• What is needed: Collect and copy every line below that contains the string "over". Case counts.
####################
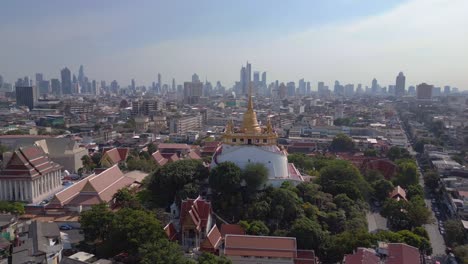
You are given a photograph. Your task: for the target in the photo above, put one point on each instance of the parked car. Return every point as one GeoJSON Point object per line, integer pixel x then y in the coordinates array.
{"type": "Point", "coordinates": [66, 227]}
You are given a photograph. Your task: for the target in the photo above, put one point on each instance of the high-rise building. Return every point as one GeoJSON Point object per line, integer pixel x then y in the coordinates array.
{"type": "Point", "coordinates": [192, 92]}
{"type": "Point", "coordinates": [55, 86]}
{"type": "Point", "coordinates": [39, 78]}
{"type": "Point", "coordinates": [66, 81]}
{"type": "Point", "coordinates": [26, 96]}
{"type": "Point", "coordinates": [375, 87]}
{"type": "Point", "coordinates": [446, 89]}
{"type": "Point", "coordinates": [424, 91]}
{"type": "Point", "coordinates": [264, 78]}
{"type": "Point", "coordinates": [256, 77]}
{"type": "Point", "coordinates": [400, 85]}
{"type": "Point", "coordinates": [43, 88]}
{"type": "Point", "coordinates": [195, 78]}
{"type": "Point", "coordinates": [133, 85]}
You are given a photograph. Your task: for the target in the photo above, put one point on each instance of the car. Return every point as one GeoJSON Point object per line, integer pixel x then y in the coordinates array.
{"type": "Point", "coordinates": [66, 227]}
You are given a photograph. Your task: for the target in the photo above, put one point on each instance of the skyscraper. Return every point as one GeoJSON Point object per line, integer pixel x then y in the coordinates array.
{"type": "Point", "coordinates": [66, 81]}
{"type": "Point", "coordinates": [375, 87]}
{"type": "Point", "coordinates": [256, 77]}
{"type": "Point", "coordinates": [264, 78]}
{"type": "Point", "coordinates": [424, 91]}
{"type": "Point", "coordinates": [400, 85]}
{"type": "Point", "coordinates": [26, 96]}
{"type": "Point", "coordinates": [39, 78]}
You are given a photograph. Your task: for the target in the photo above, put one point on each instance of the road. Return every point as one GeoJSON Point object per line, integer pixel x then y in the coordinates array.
{"type": "Point", "coordinates": [437, 240]}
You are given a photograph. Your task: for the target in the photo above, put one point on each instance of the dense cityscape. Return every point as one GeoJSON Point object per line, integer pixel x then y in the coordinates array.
{"type": "Point", "coordinates": [340, 135]}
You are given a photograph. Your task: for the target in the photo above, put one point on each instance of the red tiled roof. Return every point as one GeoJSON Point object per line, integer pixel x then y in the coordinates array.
{"type": "Point", "coordinates": [399, 253]}
{"type": "Point", "coordinates": [160, 160]}
{"type": "Point", "coordinates": [116, 155]}
{"type": "Point", "coordinates": [398, 193]}
{"type": "Point", "coordinates": [231, 229]}
{"type": "Point", "coordinates": [260, 246]}
{"type": "Point", "coordinates": [197, 211]}
{"type": "Point", "coordinates": [173, 146]}
{"type": "Point", "coordinates": [362, 256]}
{"type": "Point", "coordinates": [212, 241]}
{"type": "Point", "coordinates": [93, 189]}
{"type": "Point", "coordinates": [171, 232]}
{"type": "Point", "coordinates": [29, 162]}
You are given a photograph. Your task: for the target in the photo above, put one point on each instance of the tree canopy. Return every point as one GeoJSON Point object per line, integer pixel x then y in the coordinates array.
{"type": "Point", "coordinates": [342, 142]}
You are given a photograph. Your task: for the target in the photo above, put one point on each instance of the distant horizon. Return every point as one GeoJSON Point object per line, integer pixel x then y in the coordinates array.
{"type": "Point", "coordinates": [349, 41]}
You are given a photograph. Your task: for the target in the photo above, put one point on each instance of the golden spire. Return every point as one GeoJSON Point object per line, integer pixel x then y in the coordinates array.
{"type": "Point", "coordinates": [250, 123]}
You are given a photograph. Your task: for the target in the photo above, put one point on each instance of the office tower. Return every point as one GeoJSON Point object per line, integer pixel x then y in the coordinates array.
{"type": "Point", "coordinates": [81, 77]}
{"type": "Point", "coordinates": [195, 78]}
{"type": "Point", "coordinates": [39, 78]}
{"type": "Point", "coordinates": [159, 85]}
{"type": "Point", "coordinates": [375, 87]}
{"type": "Point", "coordinates": [26, 96]}
{"type": "Point", "coordinates": [282, 91]}
{"type": "Point", "coordinates": [43, 88]}
{"type": "Point", "coordinates": [349, 90]}
{"type": "Point", "coordinates": [291, 88]}
{"type": "Point", "coordinates": [192, 92]}
{"type": "Point", "coordinates": [248, 71]}
{"type": "Point", "coordinates": [66, 81]}
{"type": "Point", "coordinates": [243, 81]}
{"type": "Point", "coordinates": [301, 89]}
{"type": "Point", "coordinates": [264, 78]}
{"type": "Point", "coordinates": [400, 85]}
{"type": "Point", "coordinates": [95, 88]}
{"type": "Point", "coordinates": [359, 89]}
{"type": "Point", "coordinates": [446, 89]}
{"type": "Point", "coordinates": [114, 87]}
{"type": "Point", "coordinates": [256, 77]}
{"type": "Point", "coordinates": [338, 89]}
{"type": "Point", "coordinates": [424, 91]}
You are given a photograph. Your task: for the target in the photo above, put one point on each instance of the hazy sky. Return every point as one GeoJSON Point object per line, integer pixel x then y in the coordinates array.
{"type": "Point", "coordinates": [351, 41]}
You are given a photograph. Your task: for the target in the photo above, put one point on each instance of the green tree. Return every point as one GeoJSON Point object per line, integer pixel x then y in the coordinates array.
{"type": "Point", "coordinates": [407, 173]}
{"type": "Point", "coordinates": [370, 153]}
{"type": "Point", "coordinates": [255, 176]}
{"type": "Point", "coordinates": [342, 177]}
{"type": "Point", "coordinates": [125, 198]}
{"type": "Point", "coordinates": [342, 142]}
{"type": "Point", "coordinates": [396, 153]}
{"type": "Point", "coordinates": [309, 234]}
{"type": "Point", "coordinates": [131, 228]}
{"type": "Point", "coordinates": [16, 208]}
{"type": "Point", "coordinates": [96, 223]}
{"type": "Point", "coordinates": [207, 258]}
{"type": "Point", "coordinates": [454, 232]}
{"type": "Point", "coordinates": [171, 178]}
{"type": "Point", "coordinates": [431, 179]}
{"type": "Point", "coordinates": [461, 252]}
{"type": "Point", "coordinates": [162, 251]}
{"type": "Point", "coordinates": [382, 188]}
{"type": "Point", "coordinates": [255, 227]}
{"type": "Point", "coordinates": [226, 177]}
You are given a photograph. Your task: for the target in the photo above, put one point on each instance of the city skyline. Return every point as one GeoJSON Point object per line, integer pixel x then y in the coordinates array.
{"type": "Point", "coordinates": [352, 42]}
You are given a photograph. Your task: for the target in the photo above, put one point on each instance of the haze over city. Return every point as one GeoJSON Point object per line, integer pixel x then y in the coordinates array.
{"type": "Point", "coordinates": [350, 41]}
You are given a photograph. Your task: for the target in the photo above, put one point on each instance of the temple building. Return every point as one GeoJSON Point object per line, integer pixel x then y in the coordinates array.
{"type": "Point", "coordinates": [29, 176]}
{"type": "Point", "coordinates": [252, 143]}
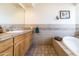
####################
• Solution to this exercise:
You are given a photograph. Your task: for the target in the photo above, put one point on each instance of the haze over city. Return every point as one GeoJSON Point object per line, integer pixel x then y in the coordinates array.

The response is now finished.